Work instructions -
1. What abbreviations for credit status does the assignment page use in its sample table, and what does each one stand for?
2. From the assignment page, set down the passage between "Each hint below" and "M accepts w.", inclusive.
3. Answer these questions from the assignment page:
(a) What is the due date?
(b) How large is the penalty for failing to mark which problems are to be graded for regular credit and which for extra credit?
(c) Which language does the hint for Problem 4 say to reduce from?

Reading text -
Created: Wed 12 Nov 2008
Last modified:
Assigned:
Wed 12 Nov 2008
Due:
Wed 19 Nov 2008
General Instructions
- Please review the
grading policy
outlined in the course information page.
- On the first page of each part of your solution write-up,
you must make explicit which problems are to be graded for
"regular credit", which problems are to be graded for "extra credit",
and which problems you did not attempt.
Please use a table something like the following
| Problem | 01 | 02 | 03 | 04 |
05 | 06 | 07 | 08 | 09 | ... |
|---|
| Credit | RC | RC | RC | EC | RC |
RC | NA | RC | RC | ... |
|---|
where "RC" is "regular credit", "EC" is "extra credit", and "NA"
is "not applicable" (not attempted). Failure to do so will result
in an arbitrary set of problems being graded for regular
credit, no problems being graded for extra credit, and a five percent
penalty assessment.
- You must also write down with whom you worked on the assignment. If this
changes from problem to problem, then you should write down this
information separately with each problem.
Specific Instructions
Note: It is quite possible to solve the questions on this
assignment in many correct ways. In particular, one can reduce
from many undecidable problems to show that any of the
languages given below are undecidable; however, choosing the "wrong"
reduction will result in a complicated solution.
In the hints that follow, I will describe particularly simple
reductions that result in simle solutions. Your solutions need
not follow these hints; many correct solutions reducing from
different languages exist.
Each hint below corresponds to a matching problem (Hint 1 for Problem
1; Hint 2 for Problem 2, etc.)
- Reduce from ATM. Your
reduction will be similar to the reduction we used to show that
REGTM was undecidable:
M' will filter its inputs and take one action if the
input string is "000" and another if the input string is not.
- Again, reduce from ATM. Note
that |L(M)| >= 2 means that the size of the language accepted
by M must be at least two; i.e., M accepts at
least two strings. In your reduction, have M' always
accept one string (pick your favorite), and let it accept a second
(or more)strings if and only if M accepts w.
- Reduce from ATM. Your
reduction will be similar to the reduction we used to show that
REGTM was undecidable:
M' will filter its inputs and take one action if the
input string is of the form
0*1* and
another if the input string is not. You may need to "flip" the
output bit...
- Reduce from EINTTM. Think
about how you should set k and whether you should flip
the output bit or not. This is perhaps the easiest problem on this
assignment.
- Again, reduce from ATM.
M' should accept some particular string which is
not its own reverse (pick your favorite), and it should
accept all other strings if and only if M accepts
w. Think about the consequences of such a reduction.
- This problem is not a reduction in our usual sense. What you need
to think about is this: How could you solve
ETM using a subroutine which
minimizes Turing Machines? If you could do that, then such a
subroutine can't exist... So, you have to build a program which
solves ETM from the subroutine
which minimizes TMs. ETM
questions are of the form, "Here's a TM, does it accept the empty
language, i.e., no strings?" Suppose I give you a TM which
accepts no stings, and you minimize it; what will it look like?

Listing -

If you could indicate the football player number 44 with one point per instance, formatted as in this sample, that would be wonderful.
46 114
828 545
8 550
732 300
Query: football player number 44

Expected responses -
1.
- RC: regular credit
- EC: extra credit
- NA: not applicable (not attempted)

2.
Each hint below corresponds to a matching problem (Hint 1 for Problem
1; Hint 2 for Problem 2, etc.)
- Reduce from ATM. Your
reduction will be similar to the reduction we used to show that
REGTM was undecidable:
M' will filter its inputs and take one action if the
input string is "000" and another if the input string is not.
- Again, reduce from ATM. Note
that |L(M)| >= 2 means that the size of the language accepted
by M must be at least two; i.e., M accepts at
least two strings. In your reduction, have M' always
accept one string (pick your favorite), and let it accept a second
(or more)strings if and only if M accepts w.

3.
(a) Wed 19 Nov 2008
(b) Five percent
(c) EINTTM